Finishing a finisher: Saad says he wants to become a finisher in the middle-order for the Pakistan side. PHOTO COURTESY: Khel Shel

KARACHI: A lot is going right in the world for Saad Ali. He is just 24 and is leading the scoring charts in the Quaid-e-Azam trophy.

It is therefore understandable that he is eyeing the vacant middle-order spots in the Pakistan Test side, looking to emulate the recently retired Younus Khan.

Saad’s fate was sealed even before he was born; his father was a professional cricketer as well and for Saad, all roads were going to lead to Rome.

“I started playing professional cricket at the age of 14 and was an opener to begin with,” Saad told The Express Tribune. “My coach Azam Khan then converted me into a middle-order batsman.”

The move didn’t make much sense to a young Saad, who always loved striking the newer ball. “As an opener, I was really good with the new ball and I had to change my game a lot to adapt to the middle order. My coach had a lot of trust in me and that paid dividend.”

A few years later, Saad was off to the U19 World Cup as part of Pakistan’s middle-order.

“To be named in the 2012 U19 World Cup squad was a proud moment for me, my parents and my club,” he said. “It was then that I started working even harder.”

Some impressive performances in the U19 side led to a call-up to the Pakistan A side, where he was named in the home series against Kenya. Saad didn’t feature there but the away series against Zimbabwe in 2016 saw him named its best performer.

“I just played my natural game and was quite glad to be named the best performer,” he said. “The credit for my performances go to coach Ejaz Ahmed.”

Saad’s first-class career is still a fledgling one, having first joined State Bank of Paksitan in 2015. His Quaid-e-Azam Trophy debut came against Lahore Whites last year, with the left-hander promptly scoring a half-century on debut. Inconsistency, though, plagued the youngster.

“My performances weren’t that good in the beginning as I didn’t play that many matches but I have had a great start to this season,” he said. “Transferring to UBL really helped me since I am able to learn from a lot of professional and experienced players.”

But Saad is not going to rest on his laurels, and is looking to score more than 1,000 runs this season.

“When I joined UBL, manager Nadeem Khan told me I should aim to score at least 800 runs,” said Saad. “He was impressed when I told him I like to think about my next innings but suggested I should still set myself some goals. I therefore am aiming for 1,000 runs, a double century and one century on a personal level. While I want to guide UBL to the trophy.”

Saad’s performances have not gone unnoticed and he was picked up by Quetta Gladiators in the Pakistan Super League (PSL). “I favour the longer two formats but the PSL is a tournament of the highest quality so sharing a dressing room with the best players in the world will be great for me.”

The 24-year-old may not favour the shortest format but his performances so far have been nothing to scoff at, having scored 50, 21 and 25 and a healthy average of 32.

“I was brought into the Islamabad team as Shoaib Malik’s replacement after he went to play in the Bangladesh Premier League,” said Saad. “That was a big honour for me since I want to become a finisher like Malik.”

Despite coming from a family that has produced cricketers before, Saad admits he advised his other four brothers to not pursue the sport as a profession. “My younger brother wanted to be a cricketer too but I told him that it isn’t all glitz and glamour and that a lot of hard work goes into it,” he said. “I want him to focus on his studies. I was unable to do so since I had to tour for Pakistan and therefore had to drop out.”
------
Reproduce everything in the article on Saad Ali from "Saad’s first-class career" down to "runs this season.", substituting "southpaw" for "left-hander". The listing below has no connection to the article on Saad Ali.
------
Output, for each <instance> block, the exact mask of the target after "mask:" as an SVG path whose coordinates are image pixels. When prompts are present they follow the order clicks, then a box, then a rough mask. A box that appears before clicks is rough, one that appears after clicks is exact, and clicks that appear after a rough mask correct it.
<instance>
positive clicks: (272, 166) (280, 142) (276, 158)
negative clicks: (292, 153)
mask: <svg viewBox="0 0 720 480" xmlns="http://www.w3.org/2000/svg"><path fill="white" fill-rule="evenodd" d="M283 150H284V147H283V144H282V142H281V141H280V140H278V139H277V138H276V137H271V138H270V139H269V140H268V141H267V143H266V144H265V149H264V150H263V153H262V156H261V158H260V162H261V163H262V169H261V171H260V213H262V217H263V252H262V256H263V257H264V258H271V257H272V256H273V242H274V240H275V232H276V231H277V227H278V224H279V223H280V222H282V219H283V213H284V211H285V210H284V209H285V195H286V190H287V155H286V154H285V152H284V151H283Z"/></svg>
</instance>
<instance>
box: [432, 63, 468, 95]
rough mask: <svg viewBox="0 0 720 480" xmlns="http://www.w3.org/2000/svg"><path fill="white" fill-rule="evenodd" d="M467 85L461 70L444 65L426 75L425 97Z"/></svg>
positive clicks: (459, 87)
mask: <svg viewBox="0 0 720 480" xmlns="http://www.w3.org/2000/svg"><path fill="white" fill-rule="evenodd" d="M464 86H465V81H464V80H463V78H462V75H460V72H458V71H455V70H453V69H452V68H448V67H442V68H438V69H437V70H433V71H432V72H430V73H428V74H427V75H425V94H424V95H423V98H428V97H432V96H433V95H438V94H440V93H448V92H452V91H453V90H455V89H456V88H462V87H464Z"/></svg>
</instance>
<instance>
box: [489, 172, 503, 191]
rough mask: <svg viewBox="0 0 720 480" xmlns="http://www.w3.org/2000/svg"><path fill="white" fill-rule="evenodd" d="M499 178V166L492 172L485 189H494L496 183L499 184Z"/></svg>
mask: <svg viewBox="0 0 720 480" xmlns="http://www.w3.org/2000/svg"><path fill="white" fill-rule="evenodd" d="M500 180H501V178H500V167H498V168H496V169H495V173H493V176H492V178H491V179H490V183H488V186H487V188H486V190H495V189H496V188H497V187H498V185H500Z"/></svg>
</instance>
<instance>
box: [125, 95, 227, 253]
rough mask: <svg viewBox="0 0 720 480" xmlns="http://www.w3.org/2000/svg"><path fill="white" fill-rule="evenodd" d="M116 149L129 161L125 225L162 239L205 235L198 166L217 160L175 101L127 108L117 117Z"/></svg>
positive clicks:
------
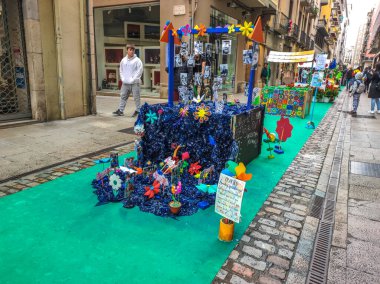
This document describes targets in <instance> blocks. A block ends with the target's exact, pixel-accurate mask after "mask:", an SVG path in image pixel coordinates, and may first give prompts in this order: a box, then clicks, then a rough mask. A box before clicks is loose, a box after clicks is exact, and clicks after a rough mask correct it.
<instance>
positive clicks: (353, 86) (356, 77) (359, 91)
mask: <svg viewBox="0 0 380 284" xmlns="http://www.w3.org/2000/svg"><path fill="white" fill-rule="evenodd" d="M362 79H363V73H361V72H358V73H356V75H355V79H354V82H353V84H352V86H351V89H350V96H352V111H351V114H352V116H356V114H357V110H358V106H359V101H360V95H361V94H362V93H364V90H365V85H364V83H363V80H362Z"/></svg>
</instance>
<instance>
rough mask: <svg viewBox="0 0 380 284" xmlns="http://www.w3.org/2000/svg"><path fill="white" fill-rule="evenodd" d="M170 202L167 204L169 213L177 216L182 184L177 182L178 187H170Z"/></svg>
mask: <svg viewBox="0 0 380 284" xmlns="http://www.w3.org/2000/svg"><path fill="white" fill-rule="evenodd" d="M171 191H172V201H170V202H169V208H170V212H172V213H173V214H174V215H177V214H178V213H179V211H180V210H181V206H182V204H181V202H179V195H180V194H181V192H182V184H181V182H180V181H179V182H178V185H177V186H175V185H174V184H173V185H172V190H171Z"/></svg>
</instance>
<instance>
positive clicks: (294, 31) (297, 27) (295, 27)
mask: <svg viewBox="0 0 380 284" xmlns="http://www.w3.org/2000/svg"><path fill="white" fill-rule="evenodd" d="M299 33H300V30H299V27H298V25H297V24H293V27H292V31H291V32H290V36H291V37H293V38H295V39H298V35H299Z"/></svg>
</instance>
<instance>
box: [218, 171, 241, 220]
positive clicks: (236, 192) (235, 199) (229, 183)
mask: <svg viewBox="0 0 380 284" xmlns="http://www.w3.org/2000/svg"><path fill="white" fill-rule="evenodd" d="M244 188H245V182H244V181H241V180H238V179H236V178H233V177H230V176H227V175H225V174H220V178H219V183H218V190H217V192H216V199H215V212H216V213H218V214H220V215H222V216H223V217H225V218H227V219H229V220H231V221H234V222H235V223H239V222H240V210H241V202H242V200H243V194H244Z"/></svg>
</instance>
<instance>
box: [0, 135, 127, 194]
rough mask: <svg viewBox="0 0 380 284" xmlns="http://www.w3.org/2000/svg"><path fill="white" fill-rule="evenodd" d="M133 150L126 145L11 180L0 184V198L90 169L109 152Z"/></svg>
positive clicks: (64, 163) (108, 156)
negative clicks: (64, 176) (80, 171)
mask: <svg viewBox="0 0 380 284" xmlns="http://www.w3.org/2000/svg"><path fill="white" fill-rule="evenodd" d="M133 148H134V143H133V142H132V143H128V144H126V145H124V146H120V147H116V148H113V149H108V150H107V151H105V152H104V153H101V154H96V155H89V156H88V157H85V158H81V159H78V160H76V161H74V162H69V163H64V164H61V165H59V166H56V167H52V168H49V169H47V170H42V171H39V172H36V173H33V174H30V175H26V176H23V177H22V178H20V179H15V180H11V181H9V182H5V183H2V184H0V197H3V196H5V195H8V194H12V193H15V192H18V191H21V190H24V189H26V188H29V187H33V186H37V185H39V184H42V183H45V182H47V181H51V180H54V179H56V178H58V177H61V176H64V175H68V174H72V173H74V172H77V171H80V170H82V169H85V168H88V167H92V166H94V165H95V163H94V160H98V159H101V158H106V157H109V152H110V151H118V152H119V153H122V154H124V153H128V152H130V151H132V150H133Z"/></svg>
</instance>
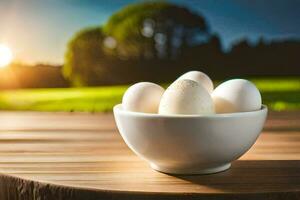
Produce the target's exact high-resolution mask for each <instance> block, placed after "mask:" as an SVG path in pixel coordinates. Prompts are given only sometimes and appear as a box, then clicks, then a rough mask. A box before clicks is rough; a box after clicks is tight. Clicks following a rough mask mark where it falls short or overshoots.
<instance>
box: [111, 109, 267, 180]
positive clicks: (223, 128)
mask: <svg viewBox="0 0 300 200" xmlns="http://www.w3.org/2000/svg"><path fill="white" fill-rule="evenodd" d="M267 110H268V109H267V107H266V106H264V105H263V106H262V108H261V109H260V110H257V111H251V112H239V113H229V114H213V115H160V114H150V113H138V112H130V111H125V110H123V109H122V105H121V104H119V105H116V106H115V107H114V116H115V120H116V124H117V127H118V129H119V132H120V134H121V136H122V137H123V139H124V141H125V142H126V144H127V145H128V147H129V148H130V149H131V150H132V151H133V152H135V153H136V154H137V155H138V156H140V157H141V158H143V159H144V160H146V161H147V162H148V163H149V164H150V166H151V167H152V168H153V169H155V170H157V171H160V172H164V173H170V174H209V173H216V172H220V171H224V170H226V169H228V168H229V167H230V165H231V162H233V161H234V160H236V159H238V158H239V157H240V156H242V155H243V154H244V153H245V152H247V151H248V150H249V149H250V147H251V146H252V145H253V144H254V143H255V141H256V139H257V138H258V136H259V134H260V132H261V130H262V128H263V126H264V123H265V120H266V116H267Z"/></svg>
------
- _Reply_
Saad’s first-class career is still a fledgling one, having first joined State Bank of Paksitan in 2015. His Quaid-e-Azam Trophy debut came against Lahore Whites last year, with the southpaw promptly scoring a half-century on debut. Inconsistency, though, plagued the youngster.

“My performances weren’t that good in the beginning as I didn’t play that many matches but I have had a great start to this season,” he said. “Transferring to UBL really helped me since I am able to learn from a lot of professional and experienced players.”

But Saad is not going to rest on his laurels, and is looking to score more than 1,000 runs this season.